**Task details**
In the post titled "Promising signs" below, answer these:
1. To what level have non-energy commodity prices rebounded?
2. About how many unemployed people are looking for work?
3. How much higher are used car prices than a year ago?

**Reading passage**
Economics
Promising signs
In my last post, August 30th, I noted signs of a possible stall in the economy (TSA throughput, very low real yields, high levels of uncertainty). Since then there are a number of indicators which show continued improvement and even some surprising strength. Chart #1Chart #1 shows an index of the prices of non-energy commodities. Prices have now rebounded to where they were prior to the onset of the Covid Crisis, and that is a strong indicator that the global economy is rebounding. To be sure, soaring prices could also be due to the inflationary impulse of monetary policy, as I also noted in my last post: by promising to keep rates at extremely low levels, the Fed is actively encouraging people to spend the money they have stockpiled, and in addition to borrow more. "Borrow and Buy" is the new Fed mantra, in my view, though you won’t hear it from many other sources—most people are worried that the Fed is pushing on a string and deflation hangs over our heads like a dark cloud….

Small businesses were crushed by the lockdowns, and sentiment was in the dumps not too long ago. But as Chart #2 shows, small business optimism has rebounded strongly, and is now higher than it was at any time during the slow-growth Obama years. However, optimism is still substantially lower than it was two years ago.
Chart #3 adds some meat to the small business story. Here we see that hiring plans recently have soared to relatively high levels (blue line). Despite the small army of the unemployed looking for work (~13 million, as Chart #4 shows), businesses continue to report difficulties in filling positions with qualified workers (red line, Chart #3). There is a lot of activity going on behind the scenes—and the LA freeways are getting more congested.
Chart #5 shows a very surprising surge in the prices of used autos in the past 3 months. Used car prices are now 16% higher than they were a year ago! Some lucky people must have found themselves with extra money, while others are finding cheap borrowing rates (borrow and buy!). Everyone is eager to get back out on the road again. You can also find hints of inflation in this chart. After almost two decades of declining inflation-adjusted prices (red line), prices are now exploding to the upside no matter how you look at it. We’re haven’t seen anything like this since the inflationary 1970s.

**Recorded data**

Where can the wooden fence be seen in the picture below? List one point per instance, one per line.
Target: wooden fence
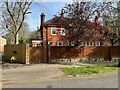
(84, 52)
(28, 55)
(18, 51)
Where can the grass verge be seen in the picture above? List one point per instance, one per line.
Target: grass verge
(88, 70)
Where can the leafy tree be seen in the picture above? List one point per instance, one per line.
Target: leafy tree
(13, 16)
(111, 19)
(75, 18)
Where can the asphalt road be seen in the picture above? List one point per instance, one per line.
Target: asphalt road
(110, 81)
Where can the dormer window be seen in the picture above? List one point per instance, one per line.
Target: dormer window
(53, 30)
(62, 31)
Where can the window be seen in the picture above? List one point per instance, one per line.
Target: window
(72, 43)
(97, 44)
(38, 45)
(62, 31)
(60, 43)
(50, 43)
(82, 44)
(53, 30)
(91, 44)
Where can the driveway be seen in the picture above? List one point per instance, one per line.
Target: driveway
(97, 82)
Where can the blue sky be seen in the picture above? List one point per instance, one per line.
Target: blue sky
(48, 8)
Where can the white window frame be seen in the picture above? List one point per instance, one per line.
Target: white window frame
(59, 42)
(53, 28)
(72, 44)
(97, 44)
(52, 43)
(64, 31)
(38, 45)
(91, 44)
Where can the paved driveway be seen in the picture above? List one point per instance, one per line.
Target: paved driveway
(98, 82)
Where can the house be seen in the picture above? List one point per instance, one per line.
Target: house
(55, 35)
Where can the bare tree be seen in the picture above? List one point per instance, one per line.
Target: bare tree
(74, 18)
(13, 16)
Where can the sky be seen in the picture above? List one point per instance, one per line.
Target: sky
(48, 8)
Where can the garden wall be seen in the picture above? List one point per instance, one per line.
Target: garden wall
(26, 54)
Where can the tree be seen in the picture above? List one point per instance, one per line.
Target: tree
(74, 18)
(35, 34)
(13, 16)
(111, 19)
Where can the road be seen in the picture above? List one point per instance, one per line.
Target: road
(110, 81)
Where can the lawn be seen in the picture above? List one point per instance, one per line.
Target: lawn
(88, 70)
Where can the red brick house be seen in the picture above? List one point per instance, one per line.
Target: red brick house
(56, 35)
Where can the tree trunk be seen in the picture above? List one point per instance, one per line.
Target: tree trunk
(118, 62)
(16, 39)
(109, 58)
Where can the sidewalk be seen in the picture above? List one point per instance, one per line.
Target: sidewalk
(21, 73)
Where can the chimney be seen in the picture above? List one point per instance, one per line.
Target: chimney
(41, 27)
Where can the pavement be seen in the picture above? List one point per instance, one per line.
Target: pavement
(40, 75)
(97, 82)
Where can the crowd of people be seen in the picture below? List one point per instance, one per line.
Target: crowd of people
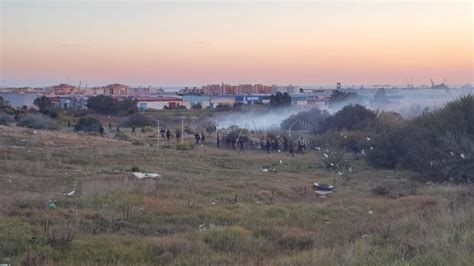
(231, 141)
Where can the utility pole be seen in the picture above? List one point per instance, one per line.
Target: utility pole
(159, 134)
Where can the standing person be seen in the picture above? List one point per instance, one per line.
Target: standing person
(285, 144)
(178, 135)
(291, 149)
(196, 137)
(268, 145)
(241, 142)
(300, 147)
(234, 141)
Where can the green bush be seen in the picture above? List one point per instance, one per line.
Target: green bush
(351, 117)
(6, 119)
(88, 124)
(439, 144)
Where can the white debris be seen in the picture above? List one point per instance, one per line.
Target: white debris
(141, 176)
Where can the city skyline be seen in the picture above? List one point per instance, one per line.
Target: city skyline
(193, 44)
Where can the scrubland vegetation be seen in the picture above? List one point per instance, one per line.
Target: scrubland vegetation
(401, 197)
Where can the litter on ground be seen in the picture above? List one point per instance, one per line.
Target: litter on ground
(322, 189)
(141, 176)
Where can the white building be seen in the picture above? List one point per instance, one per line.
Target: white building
(160, 103)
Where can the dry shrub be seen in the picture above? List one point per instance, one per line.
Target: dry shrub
(232, 238)
(58, 234)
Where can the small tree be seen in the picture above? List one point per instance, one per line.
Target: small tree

**Answer to this task**
1. To where they were before the onset of the Covid Crisis.
2. About 13 million.
3. 16% higher.